━━ TESTO DEL DOCUMENTO
Recep Tayyip Erdogan ancora contro la stampa, questa volta internazionale. A finire nel mirino del presidente turco sono stati il New York Times, la Cnn e la Bbc, accusati da Erdogan, in un intervento sull’emittente televisiva privata Show Tv, di indebolire la Turchia e di volerla disintegrare in base alla linea dettata da quella che ha definito “la mente superiore”.
Le reazioni di Erdogan al New York Times seguono un
editoriale nel quale il giornale criticava le sue recenti azioni mirate a
restringere la libertà di stampa in Turchia e consigliava alla Nato e agli Usa
di agire perché il presidente turco si “allontanasse dal sentiero distruttivo”
che aveva intrapreso.
Per questa presa di posizione del quotidiano americano, il premier turco ha
accusato il New York Times di aver cospirato in passato contro gli ex leader
turchi, come Adnan Menderes e Turgut Ozal. “Volete sapere qual è il loro
obiettivo? - ha detto Erdogan –
Indebolire la Turchia, dividerla e disintegrarla per poi dominarla. Ma non ci
riusciranno. Noi non glielo permetteremo”, ha promesso.
━━━━
| CONSEGNA 1 |
Riscrivi fedelmente il passo dell'articolo su Erdogan e la stampa internazionale da "Recep Tayyip Erdogan" fino a "che aveva intrapreso." compreso.
| CONSEGNA 2 |
Prosegui l'articolo su Erdogan e la stampa internazionale dopo la sua ultima frase.
━━ DATI ESTRATTI
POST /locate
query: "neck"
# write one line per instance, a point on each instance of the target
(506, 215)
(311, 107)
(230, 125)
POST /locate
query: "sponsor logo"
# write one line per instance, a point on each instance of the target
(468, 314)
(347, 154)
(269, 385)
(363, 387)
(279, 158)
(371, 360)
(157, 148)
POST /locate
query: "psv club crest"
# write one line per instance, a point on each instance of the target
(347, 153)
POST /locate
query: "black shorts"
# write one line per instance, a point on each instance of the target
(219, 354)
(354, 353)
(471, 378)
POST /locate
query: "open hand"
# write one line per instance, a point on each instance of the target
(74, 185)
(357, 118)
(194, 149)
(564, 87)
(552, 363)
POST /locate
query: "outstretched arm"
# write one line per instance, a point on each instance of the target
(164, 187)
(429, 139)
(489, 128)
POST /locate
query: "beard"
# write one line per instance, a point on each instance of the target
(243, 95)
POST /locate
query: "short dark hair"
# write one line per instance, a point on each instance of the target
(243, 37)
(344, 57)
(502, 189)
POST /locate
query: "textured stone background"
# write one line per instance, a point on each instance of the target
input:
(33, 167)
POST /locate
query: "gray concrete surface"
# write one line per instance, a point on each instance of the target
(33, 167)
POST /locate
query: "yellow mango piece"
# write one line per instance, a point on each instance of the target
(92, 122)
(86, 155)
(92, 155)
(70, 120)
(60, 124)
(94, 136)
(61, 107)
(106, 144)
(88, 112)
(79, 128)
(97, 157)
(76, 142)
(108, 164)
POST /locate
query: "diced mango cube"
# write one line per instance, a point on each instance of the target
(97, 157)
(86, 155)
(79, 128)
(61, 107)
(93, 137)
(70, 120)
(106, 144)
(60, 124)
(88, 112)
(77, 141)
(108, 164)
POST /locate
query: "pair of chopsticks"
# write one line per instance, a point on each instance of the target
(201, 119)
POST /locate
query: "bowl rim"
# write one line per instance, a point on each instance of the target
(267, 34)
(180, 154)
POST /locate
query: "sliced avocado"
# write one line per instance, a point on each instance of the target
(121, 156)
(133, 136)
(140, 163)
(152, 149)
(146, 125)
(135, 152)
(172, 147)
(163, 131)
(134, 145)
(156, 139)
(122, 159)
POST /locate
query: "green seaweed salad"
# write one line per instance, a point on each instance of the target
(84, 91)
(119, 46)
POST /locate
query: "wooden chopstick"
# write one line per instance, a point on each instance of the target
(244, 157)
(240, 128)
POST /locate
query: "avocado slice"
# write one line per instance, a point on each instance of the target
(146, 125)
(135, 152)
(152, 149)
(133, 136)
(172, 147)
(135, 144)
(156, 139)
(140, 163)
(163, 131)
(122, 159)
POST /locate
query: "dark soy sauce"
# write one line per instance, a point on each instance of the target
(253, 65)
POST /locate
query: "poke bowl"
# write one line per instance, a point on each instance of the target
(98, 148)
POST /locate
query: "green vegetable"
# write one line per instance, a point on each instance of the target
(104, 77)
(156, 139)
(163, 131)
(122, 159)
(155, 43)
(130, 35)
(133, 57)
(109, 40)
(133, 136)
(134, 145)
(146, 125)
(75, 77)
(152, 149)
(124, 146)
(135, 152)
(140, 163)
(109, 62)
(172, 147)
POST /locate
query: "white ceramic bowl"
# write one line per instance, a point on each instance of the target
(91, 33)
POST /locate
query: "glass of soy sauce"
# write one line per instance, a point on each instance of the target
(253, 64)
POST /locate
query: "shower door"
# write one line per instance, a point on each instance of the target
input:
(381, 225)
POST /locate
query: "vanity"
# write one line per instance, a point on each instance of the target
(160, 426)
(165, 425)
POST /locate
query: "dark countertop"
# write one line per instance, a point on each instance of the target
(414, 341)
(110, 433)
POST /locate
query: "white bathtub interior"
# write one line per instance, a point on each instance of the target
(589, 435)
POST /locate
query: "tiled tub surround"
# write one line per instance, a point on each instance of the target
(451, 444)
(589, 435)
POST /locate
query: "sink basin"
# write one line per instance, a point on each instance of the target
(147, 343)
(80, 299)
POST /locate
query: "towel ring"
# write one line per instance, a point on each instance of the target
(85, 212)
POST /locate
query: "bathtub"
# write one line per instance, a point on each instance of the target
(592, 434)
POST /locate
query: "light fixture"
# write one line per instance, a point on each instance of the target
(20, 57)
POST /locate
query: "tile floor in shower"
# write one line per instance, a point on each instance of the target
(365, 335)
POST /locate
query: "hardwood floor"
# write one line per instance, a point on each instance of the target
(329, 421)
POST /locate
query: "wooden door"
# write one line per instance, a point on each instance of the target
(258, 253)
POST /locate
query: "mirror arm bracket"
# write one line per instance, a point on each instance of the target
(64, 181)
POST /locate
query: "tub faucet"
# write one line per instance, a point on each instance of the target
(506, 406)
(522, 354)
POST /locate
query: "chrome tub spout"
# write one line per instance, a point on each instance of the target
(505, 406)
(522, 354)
━━━━
| SOLUZIONE 1 |
Recep Tayyip Erdogan ancora contro la stampa, questa volta internazionale. A finire nel mirino del presidente turco sono stati il New York Times, la Cnn e la Bbc, accusati da Erdogan, in un intervento sull’emittente televisiva privata Show Tv, di indebolire la Turchia e di volerla disintegrare in base alla linea dettata da quella che ha definito “la mente superiore”.
Le reazioni di Erdogan al New York Times seguono un
editoriale nel quale il giornale criticava le sue recenti azioni mirate a
restringere la libertà di stampa in Turchia e consigliava alla Nato e agli Usa
di agire perché il presidente turco si “allontanasse dal sentiero distruttivo”
che aveva intrapreso.

| SOLUZIONE 2 |
Gli ultimi attacchi sferrati da Erdogan contro il New York Times, la Cnn e la
Bbc seguono il braccio di ferro intrapreso dal presidente turco con la stampa
indipendente o di opposizione, come testimonia l'esposto presentato dal primo
ministro turco nei confronti di Can Dundar (in foto), direttore del quotidiano
Cumhuriyet, sotto accusa per la pubblicazione il 29 maggio di alcune immagini
su un carico di armi dell'intelligence (Mit) destinato ai ribelli siriani.
Lo stesso direttore Dundar, ha scritto su Twitter che il presidente turco vuole
per lui due condanne all'ergastolo. Le accuse nei confronti del giornalista
sono quelle di spionaggio, ''crimini contro il governo'' turco e ''diffusione
di informazioni riguardanti la sicurezza nazionale''.
A difesa di Dundar si sono schierati artisti e intellettuali, tra cui il Premio
Nobel Orhan Pamuk. Quest'ultimo, in dichiarazioni pubblicate da Cumhuriyet, ha
sostenuto che la libertà di stampa è una parte ''essenziale'' della democrazia.
''La democrazia non può essere sacrificata'', ha quindi affermato Pamuk
esprimendo la sua solidarietà a Dundar.
Sempre nell'ambito della polemica con il New York Times, invece, si inserisce
la revoca da parte di Erdogan della cittadinanza onoraria di Gaziantep, cittadina
della provincia meridionale della Turchia al confine con la Siria, a Stephen
Kinzer, firma del giornale americano e per quattro anni corrispondente da
Ankara. L'onorificenza gli era stata concessa per aver realizzato, 15 anni fa,
un reportage che aveva permesso di salvare decine di mosaici romani del sito
archeologico locale. Erdogan lo ha definito "un nemico del governo turco e
del Paese".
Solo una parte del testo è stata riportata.